Brief = Copy out the material below from the line with "Where can the long" down to the line with "<point>381,456</point>", including both of those lines, character for character.

Material =
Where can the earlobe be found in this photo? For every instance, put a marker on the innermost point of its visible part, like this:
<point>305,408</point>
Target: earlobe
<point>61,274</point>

==

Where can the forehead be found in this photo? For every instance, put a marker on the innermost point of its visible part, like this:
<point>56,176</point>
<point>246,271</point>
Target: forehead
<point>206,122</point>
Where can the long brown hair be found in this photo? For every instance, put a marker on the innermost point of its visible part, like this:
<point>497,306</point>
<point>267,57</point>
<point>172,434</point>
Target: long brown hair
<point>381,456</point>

Reply =
Where can the long brown hair be found in this photo? For every instance, put a marker on the innermost point of its visible part, like this:
<point>497,306</point>
<point>267,57</point>
<point>172,434</point>
Target: long brown hair
<point>381,456</point>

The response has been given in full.